| EXTRACT PROVIDED |
start

0

I've found some code about a cuda matrix vector product in a previous topic : Matrix-vector multiplication in CUDA: benchmarking & performance I was firstly wondering why the author didn't used shared memory for dA (the matrix) ?

And then, why the column major ordering is faster than row major ordering ?

Here is the code :

    template<typename T>
__global__ void matvec_kernel(const T * __restrict__ dA, const T * __restrict__ dx, T * __restrict__ dy, const unsigned int nRows, const unsigned int nCols)
{
    const unsigned int tid = threadIdx.x + blockIdx.x * blockDim.x;

    __shared__ T x_shared[BLOCK_SIZE];

    T y_val = 0.0;

    #pragma unroll
    for (unsigned int m = 0; m < ((nCols + BLOCK_SIZE - 1)/ BLOCK_SIZE); ++m)
    {
        if ((m * BLOCK_SIZE + threadIdx.x) <  nCols) x_shared[threadIdx.x] = dx[threadIdx.x + m * BLOCK_SIZE];
        else                                         x_shared[threadIdx.x] = 0.f;
        __syncthreads();

        #pragma unroll
        for (unsigned int e = 0; e < BLOCK_SIZE; ++e) {
            // --- Column-major ordering - faster
            y_val += dA[tid + (e + BLOCK_SIZE * m) * nRows] * x_shared[e];
            // --- Row-major ordering - slower
            //y_val += dA[tid * nCols + (e + BLOCK_SIZE * m)] * x_shared[e];
        }

        __syncthreads();
    }

    if (tid < nRows) dy[tid] = y_val;

}

I'm thinking on these two questions for 1 day now, and that's why i'm here.

Thanks a lot !

Community
  • 1
  • 1

1 Answers1

1

Shared memory here works as a cache. The components of the vector will be read multiple times, but the components of the matrix will be read only once during the calculation. That's why the code only cache the vector but not the matrix.

Column-major matrix is faster because when reading the matrix, the threads are organized along the matrix columns. Col-major thus ensures the coalesced global memory access. If the matrix is row-major, the CUDA kernel should be implemented in a different way to achieve maximum performance.

end

| DATA LINES |

start

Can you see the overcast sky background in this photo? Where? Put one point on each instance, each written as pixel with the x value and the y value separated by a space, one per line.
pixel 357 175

end

| WORK TO COMPLETE |
1 – Decide whether each statement agrees with the CUDA matrix-vector thread. Answer yes or no for each, and quote the deciding words of the thread.
(a) The answer says each matrix component is read only once during the calculation.
(b) The kernel caches the matrix in shared memory.
(c) According to the answer, row-major ordering ensures coalesced global memory access.
2 – Write out the stretch of the CUDA matrix-vector thread from "template<typename T>" through "unsigned int nCols)".

| PER-TASK OUTPUTS |
1 –
(a) Yes: "the components of the matrix will be read only once during the calculation"
(b) No: "That's why the code only cache the vector but not the matrix."
(c) No: "Col-major thus ensures the coalesced global memory access."

2 –
template<typename T>
__global__ void matvec_kernel(const T * __restrict__ dA, const T * __restrict__ dx, T * __restrict__ dy, const unsigned int nRows, const unsigned int nCols)